• **Exercise text**:
※

Perhaps, I thought, the problem had never been with the carbs. Perhaps it had just been how much of them I had been eating — and with what.
Ayela Spiro, a nutrition science manager at the British Nutrition Foundation, sets me straight on a few things. “Weight gain typically results from eating more calories than your body uses,” she says. “Carbohydrate, like protein, contains around 4kcal per gram compared to fat, which contains 9kcal per gram. Provided starchy foods are not cooked or served with a lot of fat or sugars, and portion sizes are kept moderate, they are relatively low in calories.”

The problems come when you combine too much carbohydrate with fat and protein, she says. This, as we professional dieters will know, is the principle of the Hay diet, where you eat protein or carbohydrate, but never combine the two.

Another key point about carbohydrates is where you get them from. Processed carbohydrate, for example a bowl of Coco Pops, is catastrophic in the way that a handful of wholewheat pasta just isn’t. In his book How to Lose Weight Well, the TV medic Xand van Tulleken points out that some foods are designed to be addictive so that you go on eating beyond the point where you are full. “Studies show that ice cream affects the brain’s reward system in almost the same way as cocaine,” he says. “Most processed foods are almost impossible to stop eating.”

Jo Saunders thinks that making carbohydrate the bad guy is too simplistic. “There are so many other things going on in a diet other than just how much carbohydrate is taken on,” says the Bant-registered nutritionist at cookingthemhealthy.com, which specialises in women’s health.

※

Data for grounding objects from natural language:
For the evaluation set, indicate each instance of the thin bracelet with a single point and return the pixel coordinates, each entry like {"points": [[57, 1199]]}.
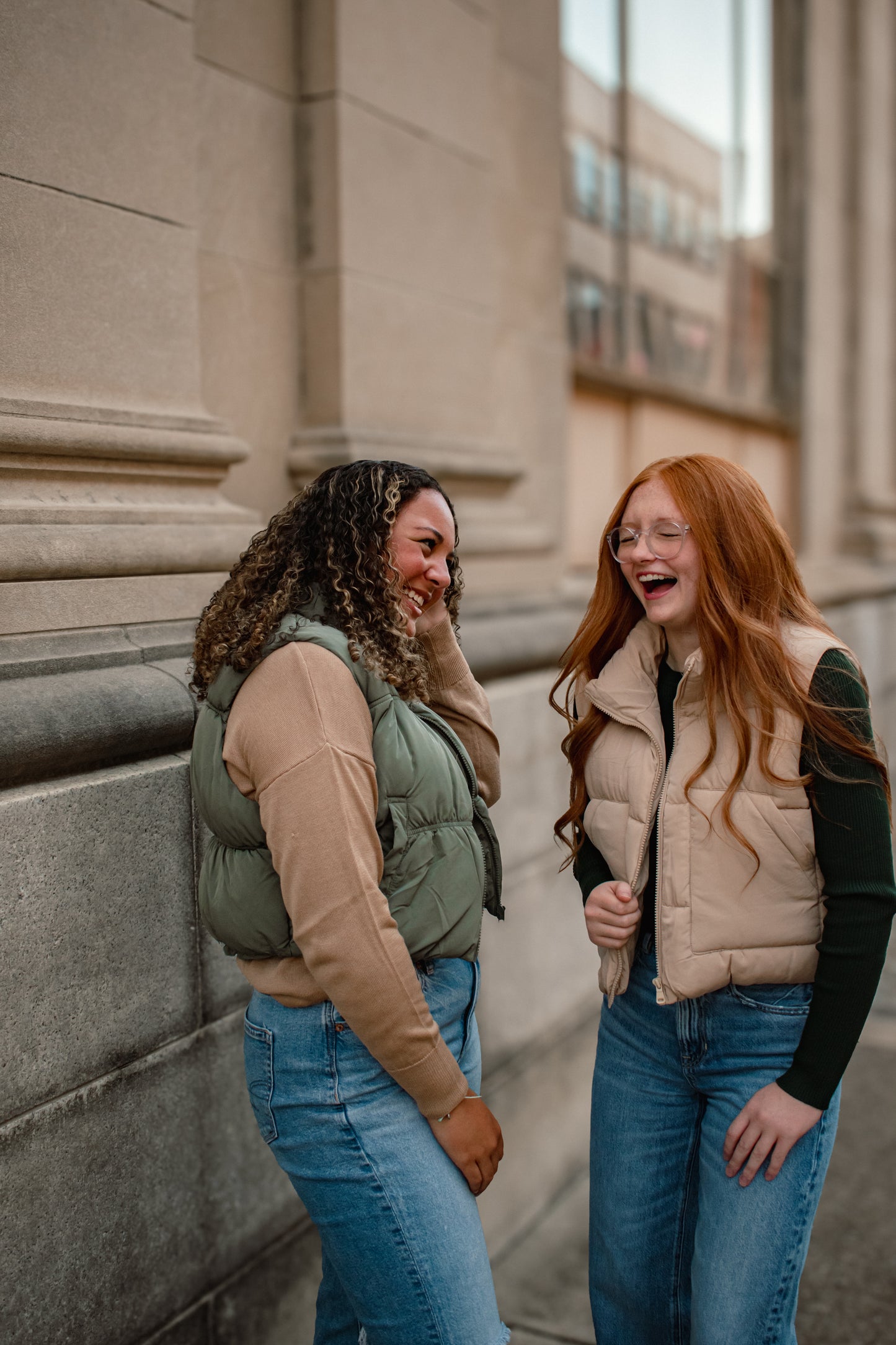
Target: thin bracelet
{"points": [[448, 1114]]}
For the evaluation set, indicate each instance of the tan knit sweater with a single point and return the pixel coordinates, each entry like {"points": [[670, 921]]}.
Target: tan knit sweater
{"points": [[300, 743]]}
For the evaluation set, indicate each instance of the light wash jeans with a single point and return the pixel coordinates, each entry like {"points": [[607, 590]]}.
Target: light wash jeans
{"points": [[405, 1259], [681, 1254]]}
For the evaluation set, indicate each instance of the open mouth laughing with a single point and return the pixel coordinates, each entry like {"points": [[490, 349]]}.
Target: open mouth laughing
{"points": [[656, 584]]}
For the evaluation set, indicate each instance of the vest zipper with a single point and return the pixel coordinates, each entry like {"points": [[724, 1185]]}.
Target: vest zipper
{"points": [[490, 862], [657, 779], [657, 980]]}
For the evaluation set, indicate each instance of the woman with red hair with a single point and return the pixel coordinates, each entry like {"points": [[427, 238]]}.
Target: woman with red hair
{"points": [[730, 828]]}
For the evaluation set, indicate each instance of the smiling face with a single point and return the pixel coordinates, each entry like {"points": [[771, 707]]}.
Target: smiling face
{"points": [[420, 547], [667, 589]]}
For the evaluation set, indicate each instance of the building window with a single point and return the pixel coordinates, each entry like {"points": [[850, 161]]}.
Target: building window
{"points": [[593, 311], [679, 97], [587, 179]]}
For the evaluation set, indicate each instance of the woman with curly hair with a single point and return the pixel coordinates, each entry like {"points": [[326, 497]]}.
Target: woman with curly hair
{"points": [[730, 823], [343, 761]]}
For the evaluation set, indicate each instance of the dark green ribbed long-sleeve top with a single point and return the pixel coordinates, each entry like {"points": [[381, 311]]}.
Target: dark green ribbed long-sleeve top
{"points": [[853, 847]]}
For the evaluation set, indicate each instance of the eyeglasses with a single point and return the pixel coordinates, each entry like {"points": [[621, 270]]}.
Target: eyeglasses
{"points": [[664, 540]]}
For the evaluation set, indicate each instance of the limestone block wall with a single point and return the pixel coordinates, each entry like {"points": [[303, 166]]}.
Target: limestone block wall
{"points": [[140, 1202]]}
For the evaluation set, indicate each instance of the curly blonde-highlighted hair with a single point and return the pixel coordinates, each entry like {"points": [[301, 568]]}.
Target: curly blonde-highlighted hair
{"points": [[748, 587], [329, 545]]}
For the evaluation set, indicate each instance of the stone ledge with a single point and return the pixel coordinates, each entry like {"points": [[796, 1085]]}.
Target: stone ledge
{"points": [[78, 699], [82, 697], [51, 725]]}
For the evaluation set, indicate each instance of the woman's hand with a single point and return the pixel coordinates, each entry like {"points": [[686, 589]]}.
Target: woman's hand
{"points": [[610, 915], [473, 1141], [433, 615], [770, 1124]]}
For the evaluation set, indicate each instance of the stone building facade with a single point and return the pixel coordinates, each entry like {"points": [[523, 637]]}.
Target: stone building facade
{"points": [[242, 241]]}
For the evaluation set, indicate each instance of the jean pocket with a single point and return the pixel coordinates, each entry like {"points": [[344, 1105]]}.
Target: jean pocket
{"points": [[259, 1053], [471, 1008], [776, 998]]}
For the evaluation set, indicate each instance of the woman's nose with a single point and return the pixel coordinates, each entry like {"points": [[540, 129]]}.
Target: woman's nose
{"points": [[641, 550], [437, 572]]}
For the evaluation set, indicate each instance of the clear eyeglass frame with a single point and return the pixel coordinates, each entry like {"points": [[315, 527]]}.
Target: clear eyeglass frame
{"points": [[669, 548]]}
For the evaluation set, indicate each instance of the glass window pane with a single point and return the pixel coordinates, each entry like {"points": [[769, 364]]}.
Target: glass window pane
{"points": [[693, 150], [588, 38]]}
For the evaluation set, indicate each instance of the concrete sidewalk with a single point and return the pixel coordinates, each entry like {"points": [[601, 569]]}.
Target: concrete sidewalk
{"points": [[849, 1287]]}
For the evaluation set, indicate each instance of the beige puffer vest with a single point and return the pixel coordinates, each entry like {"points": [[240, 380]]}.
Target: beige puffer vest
{"points": [[717, 918]]}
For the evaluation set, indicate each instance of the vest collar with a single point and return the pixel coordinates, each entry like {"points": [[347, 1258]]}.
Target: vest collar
{"points": [[626, 686]]}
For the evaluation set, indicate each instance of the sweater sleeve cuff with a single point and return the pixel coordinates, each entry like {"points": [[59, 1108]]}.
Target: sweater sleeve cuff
{"points": [[805, 1087], [445, 657], [437, 1083]]}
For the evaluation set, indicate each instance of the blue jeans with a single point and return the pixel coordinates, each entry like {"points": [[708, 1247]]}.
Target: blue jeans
{"points": [[405, 1259], [679, 1253]]}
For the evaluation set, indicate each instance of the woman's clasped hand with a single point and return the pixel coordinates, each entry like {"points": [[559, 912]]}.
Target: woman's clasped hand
{"points": [[473, 1141]]}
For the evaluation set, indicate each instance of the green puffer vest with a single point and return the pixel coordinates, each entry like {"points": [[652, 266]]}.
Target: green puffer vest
{"points": [[441, 859]]}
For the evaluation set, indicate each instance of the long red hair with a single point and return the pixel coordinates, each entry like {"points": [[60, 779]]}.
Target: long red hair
{"points": [[748, 586]]}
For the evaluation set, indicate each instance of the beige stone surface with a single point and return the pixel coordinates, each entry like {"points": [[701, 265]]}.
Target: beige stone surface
{"points": [[99, 306], [414, 362], [252, 370], [324, 366], [426, 63], [528, 37], [876, 223], [70, 489], [598, 473], [68, 604], [71, 550], [824, 424], [255, 41], [247, 199], [99, 101], [538, 966]]}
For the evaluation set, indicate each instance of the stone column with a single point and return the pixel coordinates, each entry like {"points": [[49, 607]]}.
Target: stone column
{"points": [[432, 295], [824, 455], [110, 467], [875, 237]]}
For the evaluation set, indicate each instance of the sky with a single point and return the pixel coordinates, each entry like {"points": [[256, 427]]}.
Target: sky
{"points": [[680, 58]]}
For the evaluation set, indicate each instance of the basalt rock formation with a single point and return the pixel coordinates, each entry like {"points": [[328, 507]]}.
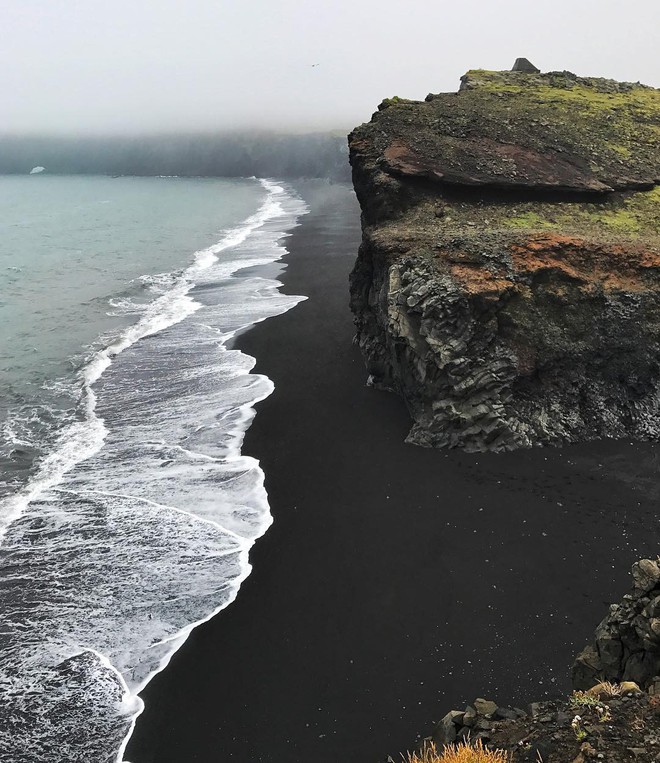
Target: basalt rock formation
{"points": [[508, 281]]}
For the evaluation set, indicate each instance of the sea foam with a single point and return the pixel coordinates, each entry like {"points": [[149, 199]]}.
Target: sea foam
{"points": [[137, 525]]}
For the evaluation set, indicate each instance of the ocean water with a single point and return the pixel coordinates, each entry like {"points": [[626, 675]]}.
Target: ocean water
{"points": [[126, 508]]}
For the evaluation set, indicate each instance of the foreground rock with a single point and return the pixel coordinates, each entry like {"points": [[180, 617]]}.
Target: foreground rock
{"points": [[614, 713], [627, 642], [615, 727], [508, 282]]}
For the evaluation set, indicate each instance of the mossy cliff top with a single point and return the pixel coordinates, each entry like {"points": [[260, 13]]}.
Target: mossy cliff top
{"points": [[553, 132]]}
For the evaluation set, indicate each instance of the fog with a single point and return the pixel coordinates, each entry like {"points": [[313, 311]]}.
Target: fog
{"points": [[143, 66]]}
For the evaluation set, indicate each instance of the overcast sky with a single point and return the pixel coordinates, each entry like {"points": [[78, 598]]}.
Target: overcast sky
{"points": [[167, 65]]}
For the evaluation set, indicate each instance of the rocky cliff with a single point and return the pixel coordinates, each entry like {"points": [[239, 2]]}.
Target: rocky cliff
{"points": [[508, 281]]}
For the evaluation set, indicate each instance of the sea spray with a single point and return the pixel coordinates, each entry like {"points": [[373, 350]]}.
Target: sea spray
{"points": [[138, 524]]}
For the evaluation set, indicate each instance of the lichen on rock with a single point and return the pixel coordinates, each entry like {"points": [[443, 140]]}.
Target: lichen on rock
{"points": [[507, 285]]}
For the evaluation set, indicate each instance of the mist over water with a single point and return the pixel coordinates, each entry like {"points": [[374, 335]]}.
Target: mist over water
{"points": [[132, 515]]}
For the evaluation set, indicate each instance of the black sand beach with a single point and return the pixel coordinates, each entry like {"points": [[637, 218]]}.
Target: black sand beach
{"points": [[396, 583]]}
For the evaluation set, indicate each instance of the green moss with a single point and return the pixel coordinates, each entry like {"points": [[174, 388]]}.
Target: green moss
{"points": [[614, 121]]}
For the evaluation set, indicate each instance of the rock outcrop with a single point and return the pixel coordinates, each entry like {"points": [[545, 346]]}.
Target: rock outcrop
{"points": [[508, 281], [626, 646]]}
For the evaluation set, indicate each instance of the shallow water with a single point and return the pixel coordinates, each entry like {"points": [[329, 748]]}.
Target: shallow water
{"points": [[128, 509]]}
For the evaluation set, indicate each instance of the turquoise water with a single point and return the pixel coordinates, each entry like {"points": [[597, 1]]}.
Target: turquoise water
{"points": [[126, 508], [72, 247]]}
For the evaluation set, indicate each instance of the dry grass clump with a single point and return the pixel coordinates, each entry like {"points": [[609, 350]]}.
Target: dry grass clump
{"points": [[461, 753]]}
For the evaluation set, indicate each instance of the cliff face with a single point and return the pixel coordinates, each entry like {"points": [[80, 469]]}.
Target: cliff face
{"points": [[508, 281]]}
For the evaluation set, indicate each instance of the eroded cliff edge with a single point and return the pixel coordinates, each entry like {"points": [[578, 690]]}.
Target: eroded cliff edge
{"points": [[508, 281]]}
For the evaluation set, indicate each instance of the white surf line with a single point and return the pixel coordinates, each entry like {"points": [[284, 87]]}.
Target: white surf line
{"points": [[16, 505], [157, 505]]}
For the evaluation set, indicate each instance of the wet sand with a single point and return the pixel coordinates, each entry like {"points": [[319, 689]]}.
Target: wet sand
{"points": [[396, 583]]}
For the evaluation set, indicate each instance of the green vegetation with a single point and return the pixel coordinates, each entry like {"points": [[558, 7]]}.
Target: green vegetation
{"points": [[618, 122], [461, 753], [634, 214]]}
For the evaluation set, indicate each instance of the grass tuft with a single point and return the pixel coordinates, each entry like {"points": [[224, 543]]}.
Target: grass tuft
{"points": [[461, 753]]}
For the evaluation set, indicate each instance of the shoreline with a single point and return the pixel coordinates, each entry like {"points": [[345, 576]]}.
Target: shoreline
{"points": [[395, 582]]}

※

• **Problem 1**: From the carbohydrate excerpt, pull out word for word the passage that starts at "Ayela Spiro, a" and ends after "combine the two.".
• **Problem 2**: List every person named in the carbohydrate excerpt.

• **Task result 1**:
Ayela Spiro, a nutrition science manager at the British Nutrition Foundation, sets me straight on a few things. “Weight gain typically results from eating more calories than your body uses,” she says. “Carbohydrate, like protein, contains around 4kcal per gram compared to fat, which contains 9kcal per gram. Provided starchy foods are not cooked or served with a lot of fat or sugars, and portion sizes are kept moderate, they are relatively low in calories.”

The problems come when you combine too much carbohydrate with fat and protein, she says. This, as we professional dieters will know, is the principle of the Hay diet, where you eat protein or carbohydrate, but never combine the two.

• **Task result 2**:
Ayela Spiro
Xand van Tulleken
Jo Saunders